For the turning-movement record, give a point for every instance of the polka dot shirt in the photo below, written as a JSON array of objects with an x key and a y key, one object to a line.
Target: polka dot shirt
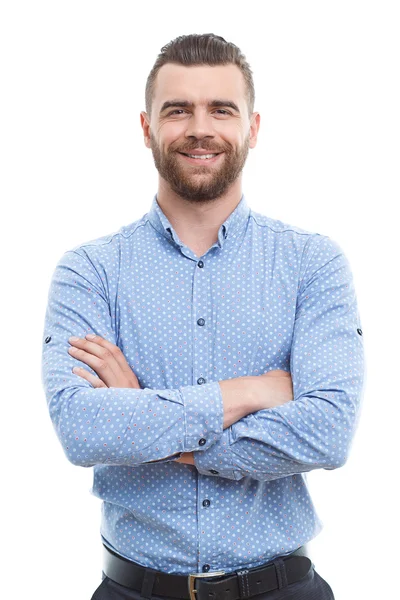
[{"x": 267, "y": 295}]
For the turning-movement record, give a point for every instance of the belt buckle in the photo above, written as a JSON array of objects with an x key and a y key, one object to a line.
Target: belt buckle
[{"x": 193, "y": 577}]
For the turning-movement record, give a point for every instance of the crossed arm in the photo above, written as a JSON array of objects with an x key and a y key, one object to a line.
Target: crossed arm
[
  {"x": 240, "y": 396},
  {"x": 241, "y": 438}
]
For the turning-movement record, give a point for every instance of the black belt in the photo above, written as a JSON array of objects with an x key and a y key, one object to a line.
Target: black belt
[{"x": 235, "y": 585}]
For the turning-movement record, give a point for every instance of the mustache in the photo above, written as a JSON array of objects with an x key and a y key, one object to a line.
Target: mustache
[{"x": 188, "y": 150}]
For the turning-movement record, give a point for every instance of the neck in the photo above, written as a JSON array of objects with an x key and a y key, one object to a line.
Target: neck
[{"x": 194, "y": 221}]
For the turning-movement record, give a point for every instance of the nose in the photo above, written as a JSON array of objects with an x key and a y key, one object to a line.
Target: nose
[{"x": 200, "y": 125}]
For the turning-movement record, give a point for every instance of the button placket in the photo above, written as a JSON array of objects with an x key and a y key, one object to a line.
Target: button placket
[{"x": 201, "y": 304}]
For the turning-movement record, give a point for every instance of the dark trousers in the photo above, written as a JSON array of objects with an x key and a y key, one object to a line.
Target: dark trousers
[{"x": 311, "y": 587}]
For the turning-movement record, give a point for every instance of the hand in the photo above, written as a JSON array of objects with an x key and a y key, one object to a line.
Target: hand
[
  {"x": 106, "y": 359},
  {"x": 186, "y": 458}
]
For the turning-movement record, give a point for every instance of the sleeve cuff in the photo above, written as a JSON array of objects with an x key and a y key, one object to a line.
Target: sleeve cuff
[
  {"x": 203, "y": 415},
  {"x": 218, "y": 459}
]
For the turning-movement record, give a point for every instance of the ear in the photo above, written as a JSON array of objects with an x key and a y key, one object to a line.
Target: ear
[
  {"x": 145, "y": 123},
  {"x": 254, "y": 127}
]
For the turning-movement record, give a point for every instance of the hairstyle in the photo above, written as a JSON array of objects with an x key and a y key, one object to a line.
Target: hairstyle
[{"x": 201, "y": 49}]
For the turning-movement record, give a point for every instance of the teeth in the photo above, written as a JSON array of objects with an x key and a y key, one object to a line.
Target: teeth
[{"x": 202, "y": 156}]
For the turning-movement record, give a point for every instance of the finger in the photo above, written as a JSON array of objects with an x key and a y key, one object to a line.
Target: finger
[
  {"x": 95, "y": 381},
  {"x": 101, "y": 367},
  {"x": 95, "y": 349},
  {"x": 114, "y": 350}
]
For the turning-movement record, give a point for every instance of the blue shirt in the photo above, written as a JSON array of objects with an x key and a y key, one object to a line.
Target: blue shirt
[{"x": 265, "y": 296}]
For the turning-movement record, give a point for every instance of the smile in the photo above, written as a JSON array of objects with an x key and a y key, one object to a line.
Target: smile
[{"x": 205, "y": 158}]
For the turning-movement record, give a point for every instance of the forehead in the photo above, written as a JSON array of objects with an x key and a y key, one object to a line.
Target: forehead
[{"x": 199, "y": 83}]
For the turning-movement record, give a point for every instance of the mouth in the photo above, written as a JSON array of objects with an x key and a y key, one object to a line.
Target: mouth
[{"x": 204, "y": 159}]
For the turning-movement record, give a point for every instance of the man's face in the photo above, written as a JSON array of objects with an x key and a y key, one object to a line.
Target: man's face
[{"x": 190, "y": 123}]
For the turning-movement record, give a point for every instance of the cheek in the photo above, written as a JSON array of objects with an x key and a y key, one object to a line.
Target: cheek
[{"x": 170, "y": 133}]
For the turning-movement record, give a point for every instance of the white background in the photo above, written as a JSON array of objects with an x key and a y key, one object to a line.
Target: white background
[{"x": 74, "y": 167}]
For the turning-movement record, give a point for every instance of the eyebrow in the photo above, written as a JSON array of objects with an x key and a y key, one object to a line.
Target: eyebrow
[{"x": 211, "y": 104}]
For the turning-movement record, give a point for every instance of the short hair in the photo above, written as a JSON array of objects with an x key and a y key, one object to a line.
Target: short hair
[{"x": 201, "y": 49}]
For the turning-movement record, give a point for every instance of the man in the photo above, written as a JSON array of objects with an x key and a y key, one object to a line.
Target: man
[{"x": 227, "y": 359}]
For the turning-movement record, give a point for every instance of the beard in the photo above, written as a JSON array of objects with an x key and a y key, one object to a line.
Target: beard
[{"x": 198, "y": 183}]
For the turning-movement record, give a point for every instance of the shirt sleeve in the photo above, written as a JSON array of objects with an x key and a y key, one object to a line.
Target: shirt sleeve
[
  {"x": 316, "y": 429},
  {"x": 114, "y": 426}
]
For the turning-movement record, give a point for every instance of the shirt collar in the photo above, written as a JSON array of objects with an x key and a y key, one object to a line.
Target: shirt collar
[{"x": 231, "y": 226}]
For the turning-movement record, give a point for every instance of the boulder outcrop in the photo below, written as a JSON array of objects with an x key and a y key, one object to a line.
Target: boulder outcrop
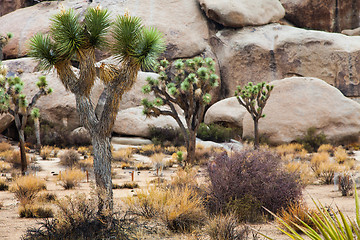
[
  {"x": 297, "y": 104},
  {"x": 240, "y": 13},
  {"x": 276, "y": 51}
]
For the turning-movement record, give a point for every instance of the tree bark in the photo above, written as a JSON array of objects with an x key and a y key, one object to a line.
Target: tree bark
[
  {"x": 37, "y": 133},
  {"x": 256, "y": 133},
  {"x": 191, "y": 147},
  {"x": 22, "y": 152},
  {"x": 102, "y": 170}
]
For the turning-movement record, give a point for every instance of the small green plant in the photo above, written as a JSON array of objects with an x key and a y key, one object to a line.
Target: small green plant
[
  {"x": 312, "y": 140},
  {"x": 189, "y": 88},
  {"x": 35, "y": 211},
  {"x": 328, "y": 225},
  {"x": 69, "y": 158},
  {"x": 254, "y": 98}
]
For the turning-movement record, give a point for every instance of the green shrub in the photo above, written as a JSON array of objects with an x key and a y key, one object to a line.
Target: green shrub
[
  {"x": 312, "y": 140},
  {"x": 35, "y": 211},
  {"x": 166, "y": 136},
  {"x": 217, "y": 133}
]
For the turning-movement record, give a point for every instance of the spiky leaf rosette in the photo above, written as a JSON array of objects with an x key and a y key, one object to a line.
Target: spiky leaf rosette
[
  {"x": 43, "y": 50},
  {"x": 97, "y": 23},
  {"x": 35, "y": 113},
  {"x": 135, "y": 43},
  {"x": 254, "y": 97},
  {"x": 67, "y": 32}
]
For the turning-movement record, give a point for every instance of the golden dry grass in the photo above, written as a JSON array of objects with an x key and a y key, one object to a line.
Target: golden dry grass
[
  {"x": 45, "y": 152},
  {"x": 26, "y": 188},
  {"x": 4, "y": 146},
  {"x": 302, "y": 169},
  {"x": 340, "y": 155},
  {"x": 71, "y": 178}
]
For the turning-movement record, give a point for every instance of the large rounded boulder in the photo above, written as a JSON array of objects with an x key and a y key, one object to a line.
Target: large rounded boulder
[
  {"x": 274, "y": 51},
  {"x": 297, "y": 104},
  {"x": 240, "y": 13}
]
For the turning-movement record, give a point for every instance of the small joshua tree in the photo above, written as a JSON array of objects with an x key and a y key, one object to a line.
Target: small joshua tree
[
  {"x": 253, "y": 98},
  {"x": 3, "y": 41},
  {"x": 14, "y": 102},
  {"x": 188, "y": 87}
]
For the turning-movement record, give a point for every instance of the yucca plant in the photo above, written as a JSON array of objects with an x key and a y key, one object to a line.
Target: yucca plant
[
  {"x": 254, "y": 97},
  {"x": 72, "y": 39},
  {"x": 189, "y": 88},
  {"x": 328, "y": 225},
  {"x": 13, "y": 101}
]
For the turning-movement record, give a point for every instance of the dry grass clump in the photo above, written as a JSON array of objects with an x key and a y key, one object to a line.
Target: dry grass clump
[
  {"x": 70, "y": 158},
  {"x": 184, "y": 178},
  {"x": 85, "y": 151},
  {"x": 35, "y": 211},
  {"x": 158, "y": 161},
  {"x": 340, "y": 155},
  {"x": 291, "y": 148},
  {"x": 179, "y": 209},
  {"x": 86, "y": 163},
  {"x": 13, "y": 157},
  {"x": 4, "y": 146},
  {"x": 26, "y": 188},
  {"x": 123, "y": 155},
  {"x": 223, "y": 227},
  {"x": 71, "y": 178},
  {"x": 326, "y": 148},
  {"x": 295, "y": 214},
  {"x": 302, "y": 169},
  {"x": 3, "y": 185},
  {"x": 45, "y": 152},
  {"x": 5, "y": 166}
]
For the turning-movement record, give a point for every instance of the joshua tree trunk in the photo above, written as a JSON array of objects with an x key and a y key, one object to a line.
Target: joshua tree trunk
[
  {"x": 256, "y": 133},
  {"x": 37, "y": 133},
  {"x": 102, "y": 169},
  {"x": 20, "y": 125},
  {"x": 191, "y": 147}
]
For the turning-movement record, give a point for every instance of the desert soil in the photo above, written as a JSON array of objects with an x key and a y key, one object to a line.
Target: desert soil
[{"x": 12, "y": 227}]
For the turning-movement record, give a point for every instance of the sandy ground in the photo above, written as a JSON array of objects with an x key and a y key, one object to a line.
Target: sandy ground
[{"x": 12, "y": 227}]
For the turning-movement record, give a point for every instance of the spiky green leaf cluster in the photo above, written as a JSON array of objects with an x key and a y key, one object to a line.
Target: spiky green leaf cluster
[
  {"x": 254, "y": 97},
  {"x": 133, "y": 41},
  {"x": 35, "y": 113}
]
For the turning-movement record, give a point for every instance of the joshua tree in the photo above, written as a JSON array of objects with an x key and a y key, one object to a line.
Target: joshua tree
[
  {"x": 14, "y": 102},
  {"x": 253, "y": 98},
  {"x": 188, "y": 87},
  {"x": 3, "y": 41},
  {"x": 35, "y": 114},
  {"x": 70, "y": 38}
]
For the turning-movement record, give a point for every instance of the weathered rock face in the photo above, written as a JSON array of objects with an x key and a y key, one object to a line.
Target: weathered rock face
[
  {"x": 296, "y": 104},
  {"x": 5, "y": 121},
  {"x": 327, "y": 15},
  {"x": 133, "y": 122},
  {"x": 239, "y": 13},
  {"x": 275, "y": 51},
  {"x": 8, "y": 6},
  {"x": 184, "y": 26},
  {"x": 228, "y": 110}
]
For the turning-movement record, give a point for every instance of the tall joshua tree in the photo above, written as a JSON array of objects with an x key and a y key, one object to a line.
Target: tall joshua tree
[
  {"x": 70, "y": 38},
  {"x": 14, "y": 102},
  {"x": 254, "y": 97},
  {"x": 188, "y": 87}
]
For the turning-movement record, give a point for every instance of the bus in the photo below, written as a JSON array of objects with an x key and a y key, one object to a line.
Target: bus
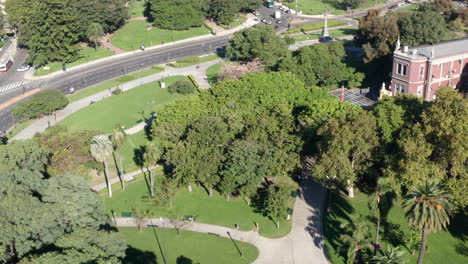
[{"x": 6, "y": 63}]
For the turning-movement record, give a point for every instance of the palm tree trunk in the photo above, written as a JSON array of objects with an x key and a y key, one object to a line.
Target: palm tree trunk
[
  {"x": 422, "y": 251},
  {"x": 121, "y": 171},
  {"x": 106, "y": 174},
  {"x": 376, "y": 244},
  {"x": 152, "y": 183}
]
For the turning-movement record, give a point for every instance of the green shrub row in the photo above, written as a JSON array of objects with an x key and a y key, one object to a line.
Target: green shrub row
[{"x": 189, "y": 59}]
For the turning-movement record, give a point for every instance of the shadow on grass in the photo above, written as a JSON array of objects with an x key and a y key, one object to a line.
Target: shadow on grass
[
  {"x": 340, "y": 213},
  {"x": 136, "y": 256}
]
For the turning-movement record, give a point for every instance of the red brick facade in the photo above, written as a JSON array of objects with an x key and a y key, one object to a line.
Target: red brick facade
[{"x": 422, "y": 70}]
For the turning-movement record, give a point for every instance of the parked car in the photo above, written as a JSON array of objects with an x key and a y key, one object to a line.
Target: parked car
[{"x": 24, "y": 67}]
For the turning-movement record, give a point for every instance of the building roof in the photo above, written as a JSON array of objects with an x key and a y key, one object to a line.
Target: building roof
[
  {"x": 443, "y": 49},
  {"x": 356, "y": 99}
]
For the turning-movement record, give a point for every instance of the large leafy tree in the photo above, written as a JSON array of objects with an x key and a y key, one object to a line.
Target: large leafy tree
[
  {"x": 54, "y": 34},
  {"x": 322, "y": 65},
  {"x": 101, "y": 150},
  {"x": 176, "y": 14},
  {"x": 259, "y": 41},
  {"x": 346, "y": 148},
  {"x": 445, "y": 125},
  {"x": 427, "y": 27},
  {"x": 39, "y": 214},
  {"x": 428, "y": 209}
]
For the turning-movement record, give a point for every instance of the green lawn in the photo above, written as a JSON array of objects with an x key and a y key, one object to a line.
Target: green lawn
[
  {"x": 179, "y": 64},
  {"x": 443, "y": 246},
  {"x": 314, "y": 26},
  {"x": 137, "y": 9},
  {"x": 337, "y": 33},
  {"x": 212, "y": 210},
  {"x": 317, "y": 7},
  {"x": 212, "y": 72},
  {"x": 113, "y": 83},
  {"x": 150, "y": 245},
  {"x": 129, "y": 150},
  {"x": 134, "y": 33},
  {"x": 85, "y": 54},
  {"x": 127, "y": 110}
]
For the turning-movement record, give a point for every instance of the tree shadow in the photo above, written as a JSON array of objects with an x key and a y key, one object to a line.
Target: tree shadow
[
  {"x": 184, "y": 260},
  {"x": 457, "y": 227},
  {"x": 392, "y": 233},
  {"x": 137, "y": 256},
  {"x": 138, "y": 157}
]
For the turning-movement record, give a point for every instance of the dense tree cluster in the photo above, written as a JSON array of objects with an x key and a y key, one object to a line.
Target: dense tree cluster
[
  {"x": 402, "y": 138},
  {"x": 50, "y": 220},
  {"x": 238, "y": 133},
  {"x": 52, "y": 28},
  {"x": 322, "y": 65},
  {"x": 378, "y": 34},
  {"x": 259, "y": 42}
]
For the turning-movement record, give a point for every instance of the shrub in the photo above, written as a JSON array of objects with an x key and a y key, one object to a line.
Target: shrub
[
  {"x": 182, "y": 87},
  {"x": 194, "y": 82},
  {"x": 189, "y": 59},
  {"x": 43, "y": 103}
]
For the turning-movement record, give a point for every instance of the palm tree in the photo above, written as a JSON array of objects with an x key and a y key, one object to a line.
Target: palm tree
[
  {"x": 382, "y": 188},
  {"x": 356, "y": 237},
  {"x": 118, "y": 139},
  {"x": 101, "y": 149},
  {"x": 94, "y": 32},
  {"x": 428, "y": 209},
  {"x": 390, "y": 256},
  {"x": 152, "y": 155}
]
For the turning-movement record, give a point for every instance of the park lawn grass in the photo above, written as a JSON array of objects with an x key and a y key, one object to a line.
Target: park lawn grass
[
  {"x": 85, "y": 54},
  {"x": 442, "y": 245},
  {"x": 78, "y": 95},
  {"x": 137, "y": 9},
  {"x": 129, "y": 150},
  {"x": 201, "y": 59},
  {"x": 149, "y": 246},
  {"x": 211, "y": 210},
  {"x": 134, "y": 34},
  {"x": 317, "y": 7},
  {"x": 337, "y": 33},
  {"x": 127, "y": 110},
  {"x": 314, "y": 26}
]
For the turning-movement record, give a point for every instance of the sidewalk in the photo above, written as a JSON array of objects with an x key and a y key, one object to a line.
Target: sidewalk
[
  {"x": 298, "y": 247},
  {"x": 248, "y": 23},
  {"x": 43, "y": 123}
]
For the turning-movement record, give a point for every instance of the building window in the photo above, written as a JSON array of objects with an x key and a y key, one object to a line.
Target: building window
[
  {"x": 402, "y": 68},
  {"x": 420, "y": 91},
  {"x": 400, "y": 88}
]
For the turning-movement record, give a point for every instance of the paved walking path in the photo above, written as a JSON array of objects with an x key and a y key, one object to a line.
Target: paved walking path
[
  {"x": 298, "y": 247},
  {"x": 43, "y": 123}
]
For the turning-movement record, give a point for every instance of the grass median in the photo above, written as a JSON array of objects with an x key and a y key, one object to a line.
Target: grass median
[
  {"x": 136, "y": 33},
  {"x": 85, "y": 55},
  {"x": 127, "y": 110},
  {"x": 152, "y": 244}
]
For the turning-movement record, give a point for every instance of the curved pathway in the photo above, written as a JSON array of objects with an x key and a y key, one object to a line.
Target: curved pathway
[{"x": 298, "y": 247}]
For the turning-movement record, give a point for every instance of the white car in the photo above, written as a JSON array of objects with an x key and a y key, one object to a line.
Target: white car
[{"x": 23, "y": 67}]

▬▬▬

■ WHAT YOU HAVE TO DO
Lay out the entries as a numbered list, starting at the line that contains "of the curved" and ending with the last line of the entries, leaving out any blank lines.

■ ANSWER FOR THIS EXERCISE
1. For the turning-movement record, give a point for every instance of the curved pathway in the photo above, written as a JSON array of objects with an x key and a y key, one object to a line.
2. Target: curved pathway
3. [{"x": 298, "y": 247}]
4. For the turning-movement record, give a point for every instance of the white car in the photo above, written as a JSON array of objects with an x key and a y key, one object to a line.
5. Target: white car
6. [{"x": 23, "y": 67}]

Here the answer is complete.